__Goal__:
Copy all of the following material line for line, leaving every character unchanged.

⁂

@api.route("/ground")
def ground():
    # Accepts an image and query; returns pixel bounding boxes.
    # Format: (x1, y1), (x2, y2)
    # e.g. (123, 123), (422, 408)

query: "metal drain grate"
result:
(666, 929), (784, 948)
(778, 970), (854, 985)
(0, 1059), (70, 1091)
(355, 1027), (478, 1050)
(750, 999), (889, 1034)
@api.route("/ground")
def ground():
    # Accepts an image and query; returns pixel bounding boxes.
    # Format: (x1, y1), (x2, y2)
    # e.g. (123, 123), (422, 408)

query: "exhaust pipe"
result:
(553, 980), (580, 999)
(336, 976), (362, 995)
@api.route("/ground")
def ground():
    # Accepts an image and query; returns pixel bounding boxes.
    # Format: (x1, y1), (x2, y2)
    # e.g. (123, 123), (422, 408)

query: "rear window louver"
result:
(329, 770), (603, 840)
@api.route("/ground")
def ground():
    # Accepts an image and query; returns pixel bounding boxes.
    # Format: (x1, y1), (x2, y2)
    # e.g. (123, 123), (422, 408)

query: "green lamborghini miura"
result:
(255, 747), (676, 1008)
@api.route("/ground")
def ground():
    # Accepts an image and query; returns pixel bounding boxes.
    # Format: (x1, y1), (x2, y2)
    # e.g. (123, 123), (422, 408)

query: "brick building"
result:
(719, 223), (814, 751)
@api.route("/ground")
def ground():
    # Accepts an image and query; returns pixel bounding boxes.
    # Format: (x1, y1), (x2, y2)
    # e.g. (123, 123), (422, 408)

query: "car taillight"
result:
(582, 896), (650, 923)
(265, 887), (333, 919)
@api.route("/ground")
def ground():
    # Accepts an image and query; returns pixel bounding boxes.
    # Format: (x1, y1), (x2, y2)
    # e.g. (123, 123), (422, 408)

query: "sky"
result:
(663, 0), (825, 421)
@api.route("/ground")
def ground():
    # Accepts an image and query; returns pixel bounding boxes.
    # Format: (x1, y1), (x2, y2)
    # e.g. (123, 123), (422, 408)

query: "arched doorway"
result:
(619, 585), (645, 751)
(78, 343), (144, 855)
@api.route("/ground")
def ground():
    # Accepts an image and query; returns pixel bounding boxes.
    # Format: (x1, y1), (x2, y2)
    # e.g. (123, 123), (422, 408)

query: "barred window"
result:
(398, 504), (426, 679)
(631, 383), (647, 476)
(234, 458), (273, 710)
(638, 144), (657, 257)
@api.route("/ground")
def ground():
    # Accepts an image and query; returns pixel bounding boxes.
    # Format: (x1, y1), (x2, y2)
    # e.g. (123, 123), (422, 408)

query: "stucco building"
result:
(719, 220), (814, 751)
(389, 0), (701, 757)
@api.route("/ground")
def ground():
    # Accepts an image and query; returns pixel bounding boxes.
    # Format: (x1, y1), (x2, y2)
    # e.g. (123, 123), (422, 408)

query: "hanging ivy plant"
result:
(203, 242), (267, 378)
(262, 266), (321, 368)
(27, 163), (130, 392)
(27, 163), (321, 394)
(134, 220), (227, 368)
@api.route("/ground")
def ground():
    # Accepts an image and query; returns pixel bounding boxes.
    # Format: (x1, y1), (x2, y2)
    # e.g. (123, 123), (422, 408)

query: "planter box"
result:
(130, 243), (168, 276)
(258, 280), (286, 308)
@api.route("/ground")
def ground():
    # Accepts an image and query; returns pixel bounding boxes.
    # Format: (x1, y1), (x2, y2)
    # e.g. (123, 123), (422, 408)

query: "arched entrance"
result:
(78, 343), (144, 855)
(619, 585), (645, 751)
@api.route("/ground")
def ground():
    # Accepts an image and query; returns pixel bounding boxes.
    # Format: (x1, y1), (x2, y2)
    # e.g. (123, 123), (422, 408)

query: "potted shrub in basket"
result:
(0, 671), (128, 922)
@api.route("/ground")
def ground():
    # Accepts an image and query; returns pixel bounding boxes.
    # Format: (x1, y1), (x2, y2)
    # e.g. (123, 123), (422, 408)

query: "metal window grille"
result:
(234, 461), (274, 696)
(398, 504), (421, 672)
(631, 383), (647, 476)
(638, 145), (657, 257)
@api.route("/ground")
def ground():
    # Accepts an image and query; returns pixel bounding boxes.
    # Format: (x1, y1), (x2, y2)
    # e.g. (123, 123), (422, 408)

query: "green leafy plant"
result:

⁂

__Solution below__:
@api.route("/ground")
def ground():
    # Accepts an image and query; returns pixel bounding boxes.
    # Format: (x1, y1), (x2, y2)
    # e.g. (123, 123), (422, 408)

query: "metal drain grate"
result:
(666, 929), (784, 948)
(778, 970), (854, 985)
(0, 1059), (70, 1091)
(355, 1027), (478, 1050)
(750, 999), (889, 1034)
@api.route("/ground")
def ground():
    # Accepts an image and query; returns pixel bounding boxes.
    # Format: (x1, y1), (x2, y2)
    # e.g. (123, 123), (422, 408)

query: "exhaust pipe"
result:
(553, 980), (580, 999)
(336, 976), (362, 995)
@api.route("/ground")
def ground():
    # Accepts an image and query; returns pixel bounding boxes.
    # Format: (x1, y1), (x2, y2)
    # e.g. (123, 123), (422, 408)

query: "rear window louver"
result:
(329, 770), (603, 840)
@api.route("/ground")
def ground():
    # Accepts an image and query; returns pixel bounding boxes.
    # Format: (x1, y1), (x2, y2)
    # e.g. (123, 123), (422, 408)

query: "green lamborghini miura"
result:
(255, 747), (676, 1008)
@api.route("/ground")
def ground():
    # Accepts an image and query; returns pixel bounding boxes.
    # Format: (x1, y1), (x2, y2)
    # e.g. (123, 123), (422, 408)

query: "brick building"
result:
(719, 223), (814, 751)
@api.route("/ground")
def ground():
    # Accepts an image and query; returns pixel bounding boxes.
    # Format: (x1, y1), (x2, y2)
    # e.g. (123, 123), (422, 408)

query: "car taillight"
result:
(582, 896), (650, 923)
(265, 887), (333, 919)
@api.route("/ground")
def ground():
    # Accepts an image and query; returns pixel bounding boxes.
    # Format: (x1, y1), (x2, y2)
    # e.g. (123, 123), (422, 408)

query: "sky"
result:
(663, 0), (825, 421)
@api.route("/ground")
def ground():
    # Accepts an image and query; returns pixel bounding boxes.
    # Format: (x1, y1), (x2, y2)
    # e.g. (123, 123), (422, 408)

query: "arched doorway"
result:
(619, 585), (645, 751)
(78, 343), (144, 855)
@api.route("/ground")
def ground():
    # Accepts an image and query; returns pixel bounding boxes.
    # Format: (x1, y1), (x2, y2)
    # e.g. (123, 123), (422, 408)

query: "barred window"
result:
(398, 504), (426, 679)
(631, 383), (647, 476)
(234, 458), (273, 710)
(638, 144), (657, 257)
@api.route("/ground")
def ground():
    # Accepts an image and query; returns pixel bounding boxes.
    # Format: (x1, y1), (x2, y2)
    # e.g. (123, 123), (422, 408)

query: "stucco building"
result:
(719, 220), (814, 751)
(389, 0), (701, 757)
@api.route("/ground")
def ground():
    # Accepts an image and query; returns pixel bounding boxes.
    # Format: (x1, y1), (x2, y2)
    # e.g. (123, 123), (422, 408)

query: "hanging ivy plant"
result:
(203, 242), (267, 378)
(262, 266), (321, 368)
(27, 163), (130, 392)
(27, 163), (321, 394)
(134, 220), (227, 368)
@api.route("/ground")
def ground():
    # Accepts an image and query; returns pixel bounding boxes.
    # Format: (x1, y1), (x2, y2)
    # e.g. (123, 123), (422, 408)

query: "planter box"
result:
(130, 243), (168, 276)
(258, 280), (286, 308)
@api.route("/ground")
def ground():
    # Accepts an image and query; returns pixel bounding boxes.
    # Format: (x1, y1), (x2, y2)
    # e.g. (123, 123), (422, 408)

query: "arched entrance"
result:
(78, 343), (144, 855)
(619, 585), (645, 751)
@api.route("/ground")
def ground():
    # Accepts an image and query; returns pixel bounding boxes.
    # Format: (x1, y1), (x2, y2)
    # e.g. (123, 123), (422, 408)

query: "potted shrub in basket"
result:
(0, 671), (128, 922)
@api.route("/ground")
def ground():
    # Accepts an image and query; returns pixel bounding boxes.
    # Format: (x1, y1), (x2, y2)
    # e.g. (123, 123), (422, 408)

query: "metal window grille"
result:
(234, 461), (274, 696)
(398, 504), (421, 672)
(631, 383), (647, 476)
(638, 145), (657, 257)
@api.route("/ground")
def ground():
    # Accepts an image and query; returns pixel bounding boxes.
    # Format: (x1, y1), (x2, y2)
    # e.g. (123, 123), (422, 408)

query: "green leafy plant"
result:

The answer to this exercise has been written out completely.